▶ **What the task requires**: Copy the data word for word, starting at the very beginning and ending at the line that contains "xmin=150 ymin=180 xmax=254 ymax=332". Include that line.

▶ **Raw data**:
::::::::

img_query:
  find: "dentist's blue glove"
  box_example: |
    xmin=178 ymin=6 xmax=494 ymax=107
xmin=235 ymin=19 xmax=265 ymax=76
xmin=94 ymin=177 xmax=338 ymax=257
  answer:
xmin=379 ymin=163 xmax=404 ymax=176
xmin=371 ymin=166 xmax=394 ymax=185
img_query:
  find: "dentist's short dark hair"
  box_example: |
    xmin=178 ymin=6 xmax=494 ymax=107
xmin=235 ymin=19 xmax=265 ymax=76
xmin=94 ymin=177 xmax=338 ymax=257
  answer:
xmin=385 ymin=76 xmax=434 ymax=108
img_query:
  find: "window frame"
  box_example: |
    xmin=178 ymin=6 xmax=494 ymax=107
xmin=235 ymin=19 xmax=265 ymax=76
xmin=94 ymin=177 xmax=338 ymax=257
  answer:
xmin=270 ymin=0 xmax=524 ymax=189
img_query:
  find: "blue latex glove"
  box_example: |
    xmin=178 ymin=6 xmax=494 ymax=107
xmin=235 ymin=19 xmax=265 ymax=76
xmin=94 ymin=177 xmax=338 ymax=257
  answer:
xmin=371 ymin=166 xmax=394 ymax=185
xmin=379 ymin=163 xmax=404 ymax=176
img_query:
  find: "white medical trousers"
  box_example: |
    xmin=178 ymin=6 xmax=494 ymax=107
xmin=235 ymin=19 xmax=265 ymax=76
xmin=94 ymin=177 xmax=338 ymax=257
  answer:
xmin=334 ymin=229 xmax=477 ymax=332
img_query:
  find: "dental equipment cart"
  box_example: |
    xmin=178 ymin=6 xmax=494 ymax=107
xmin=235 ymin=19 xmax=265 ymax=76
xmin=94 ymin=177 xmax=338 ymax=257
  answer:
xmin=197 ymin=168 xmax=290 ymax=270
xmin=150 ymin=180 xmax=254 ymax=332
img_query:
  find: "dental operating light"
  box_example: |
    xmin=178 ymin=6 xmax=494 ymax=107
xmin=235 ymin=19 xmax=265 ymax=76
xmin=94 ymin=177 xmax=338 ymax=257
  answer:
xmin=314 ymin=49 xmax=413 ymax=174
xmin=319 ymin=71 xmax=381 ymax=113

::::::::

▶ **Output of the exercise**:
img_query:
  find: "dentist's blue glove"
  box_example: |
    xmin=178 ymin=6 xmax=494 ymax=107
xmin=235 ymin=19 xmax=265 ymax=76
xmin=94 ymin=177 xmax=338 ymax=257
  answer:
xmin=379 ymin=163 xmax=404 ymax=176
xmin=371 ymin=166 xmax=394 ymax=185
img_query:
  find: "dentist's short dark hair"
  box_example: |
    xmin=178 ymin=6 xmax=494 ymax=107
xmin=235 ymin=19 xmax=265 ymax=76
xmin=94 ymin=177 xmax=338 ymax=257
  answer:
xmin=385 ymin=76 xmax=434 ymax=108
img_query:
  find: "window frame"
  box_example: |
    xmin=178 ymin=6 xmax=494 ymax=107
xmin=235 ymin=19 xmax=265 ymax=76
xmin=94 ymin=177 xmax=338 ymax=257
  answer:
xmin=270 ymin=0 xmax=524 ymax=189
img_query:
  find: "blue latex glove"
  box_example: |
    xmin=178 ymin=6 xmax=494 ymax=107
xmin=235 ymin=19 xmax=265 ymax=76
xmin=94 ymin=177 xmax=338 ymax=257
  answer:
xmin=371 ymin=166 xmax=394 ymax=185
xmin=379 ymin=163 xmax=404 ymax=176
img_query:
  find: "white medical trousers"
  box_example: |
    xmin=178 ymin=6 xmax=494 ymax=107
xmin=235 ymin=19 xmax=265 ymax=76
xmin=94 ymin=177 xmax=338 ymax=257
  answer:
xmin=334 ymin=229 xmax=477 ymax=332
img_query:
  find: "dental equipment cart"
  box_example: |
    xmin=178 ymin=6 xmax=494 ymax=107
xmin=235 ymin=19 xmax=265 ymax=76
xmin=94 ymin=177 xmax=338 ymax=257
  answer:
xmin=197 ymin=168 xmax=290 ymax=270
xmin=150 ymin=180 xmax=254 ymax=332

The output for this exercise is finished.